# Solicitação:
No artigo sobre descumprimento de ordem judicial, qual é a pena que o art. 330 do CP estabelece para quem desobedece a ordem legal de funcionário público?

# Artigo:
■ ■ ■

Descumprimento de ordem judicial e o fenômeno impunidade
Ricardo Garcia Martinez*
Grandes grupos empresariais através de seus representantes legais simplesmente ignoram determinadas ordens judiciais, como por exemplo, não apresentam documentos necessários ao deslinde de terminado caso, o não fornecimento de dados, a não exclusão de dados, etc.
Ainda que o CPC (clique aqui) autorize o juiz a fixar multa severa em caráter coercitivo para que haja o efetivo cumprimento da ordem judicial, tal instituto não tem se mostrado suficiente a ponto de intimidar a parte contrária a cumprir.
O legislador de 1940 visando criminalizar a conduta do agente que descumpre uma ordem legal, criou o dispositivo legal tipificado no art. 330 do CP (clique aqui), nos seguintes termos:
"Art. 330. Desobedecer a ordem legal de funcionário público: Pena – detenção, de quinze dias a seis meses, e multa."
Não é preciso mencionar que em 1940 o País vivia outra realidade cultural e jurídica, contudo, o art. 330 do CP, foi perfeitamente recepcionado pela CF/88 (clique aqui), por respeitar tais princípios como, por exemplo, o da Lesividade e da Razoabilidade, entre outros.
Com a promulgação da CF/88, foi instituído um Estado Democrático, destinado a assegurar o exercício dos direitos de seu povo, sendo assegurado a qualquer cidadão Direitos e Garantias Fundamentais, como por exemplo, direito à vida, à liberdade, etc.
Partindo deste princípio, deve o Estado punir de forma exemplar aquele que descumpre ordem legal que dele partiu, pois, se vivemos em um Estado que impera a Soberania Popular, no qual, a sociedade se utiliza do Estado como meio através de seus agentes para atingir seu direito, não pode Estado permitir que outrem venha a descumprir ordem judicial e nada sofrer por isso, sob pena do descrédito do Poder Judiciário fortalecendo a sensação de impunidade daqueles que não cumprem com a lei.
Outro fato que merece destaque, é o crime previsto no art. 330 do CP, qual seja, Crime de Desobediência, ser considerado "infração penal de menor potencial ofensivo".
A lei 11.313/06 (clique aqui) alterou o artigo 61 da lei 9.099/95 (clique aqui), na qual dispõe sobre os Juizados Especiais Cíveis e Criminais, nos seguintes termos:
"Art. 61. Consideram-se infrações penais de menor potencial ofensivo, para os efeitos desta Lei, as contravenções penais e os crimes a que a lei comine pena máxima não superior a 2 (dois) anos, cumulada ou não com multa."
Realizando uma interpretação histórica e sistêmica da atual CF/88, é inaceitável que o crime de desobediência seja considerado uma infração de menor potencial ofensivo, pois, crime este que quando praticado, ao contrário do que diz a lei, é absolutamente lesivo e capaz de gerar danos incalculáveis, não só ao particular, mas também ao Estado.

■ ■ ■

# Listagem de dados:
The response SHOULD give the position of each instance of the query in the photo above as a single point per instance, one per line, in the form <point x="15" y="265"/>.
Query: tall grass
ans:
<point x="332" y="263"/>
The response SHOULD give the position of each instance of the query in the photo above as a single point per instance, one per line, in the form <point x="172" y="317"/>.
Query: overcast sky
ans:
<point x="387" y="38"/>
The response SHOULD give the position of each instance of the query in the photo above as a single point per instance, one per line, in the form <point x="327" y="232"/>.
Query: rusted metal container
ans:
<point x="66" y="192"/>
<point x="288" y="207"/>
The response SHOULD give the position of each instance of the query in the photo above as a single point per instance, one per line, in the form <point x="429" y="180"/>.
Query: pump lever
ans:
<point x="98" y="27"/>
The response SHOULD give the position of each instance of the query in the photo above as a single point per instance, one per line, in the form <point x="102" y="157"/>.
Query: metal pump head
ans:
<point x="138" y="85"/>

■ ■ ■

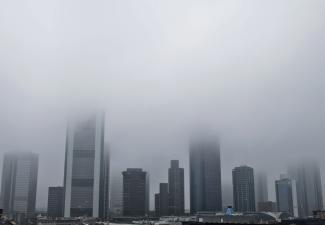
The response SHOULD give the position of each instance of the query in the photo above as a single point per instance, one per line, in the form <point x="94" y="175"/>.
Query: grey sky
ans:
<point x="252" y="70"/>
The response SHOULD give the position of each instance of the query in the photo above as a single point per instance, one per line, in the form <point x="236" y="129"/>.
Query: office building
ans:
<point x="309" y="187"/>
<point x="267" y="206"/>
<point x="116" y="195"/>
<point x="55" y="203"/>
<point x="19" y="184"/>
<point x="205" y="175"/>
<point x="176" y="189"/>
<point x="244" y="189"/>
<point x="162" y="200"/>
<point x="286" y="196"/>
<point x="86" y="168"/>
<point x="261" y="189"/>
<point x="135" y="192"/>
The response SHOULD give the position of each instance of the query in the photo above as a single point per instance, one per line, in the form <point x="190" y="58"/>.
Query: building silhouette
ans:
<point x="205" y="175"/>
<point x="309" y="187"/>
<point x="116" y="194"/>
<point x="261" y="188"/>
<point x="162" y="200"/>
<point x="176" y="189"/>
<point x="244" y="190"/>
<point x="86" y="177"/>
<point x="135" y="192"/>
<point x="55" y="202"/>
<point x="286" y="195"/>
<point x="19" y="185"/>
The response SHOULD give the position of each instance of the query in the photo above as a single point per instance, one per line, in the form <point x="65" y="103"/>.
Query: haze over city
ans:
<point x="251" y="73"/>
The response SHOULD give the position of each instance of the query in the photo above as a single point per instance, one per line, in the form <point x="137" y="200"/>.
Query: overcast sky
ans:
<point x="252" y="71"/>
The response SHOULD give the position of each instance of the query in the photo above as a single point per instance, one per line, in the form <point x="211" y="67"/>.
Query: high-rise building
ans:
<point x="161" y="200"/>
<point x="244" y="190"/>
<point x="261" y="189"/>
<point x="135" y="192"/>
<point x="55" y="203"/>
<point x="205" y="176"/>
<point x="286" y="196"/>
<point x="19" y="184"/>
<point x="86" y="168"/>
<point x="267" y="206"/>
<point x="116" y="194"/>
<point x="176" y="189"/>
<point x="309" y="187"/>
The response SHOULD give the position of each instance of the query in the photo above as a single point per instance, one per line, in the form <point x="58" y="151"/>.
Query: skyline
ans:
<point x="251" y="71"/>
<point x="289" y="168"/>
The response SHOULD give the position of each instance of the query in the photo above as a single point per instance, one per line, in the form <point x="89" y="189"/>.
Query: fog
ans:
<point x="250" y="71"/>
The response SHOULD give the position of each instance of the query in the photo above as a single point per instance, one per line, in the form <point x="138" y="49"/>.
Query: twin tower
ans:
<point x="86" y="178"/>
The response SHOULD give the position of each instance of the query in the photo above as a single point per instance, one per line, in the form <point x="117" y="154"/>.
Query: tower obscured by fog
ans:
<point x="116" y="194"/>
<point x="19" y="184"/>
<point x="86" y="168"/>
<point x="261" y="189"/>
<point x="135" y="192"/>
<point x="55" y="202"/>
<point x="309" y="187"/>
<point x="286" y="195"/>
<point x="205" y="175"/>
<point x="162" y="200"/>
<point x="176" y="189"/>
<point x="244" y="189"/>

■ ■ ■

# Solução escrita:
Detenção, de quinze dias a seis meses, e multa.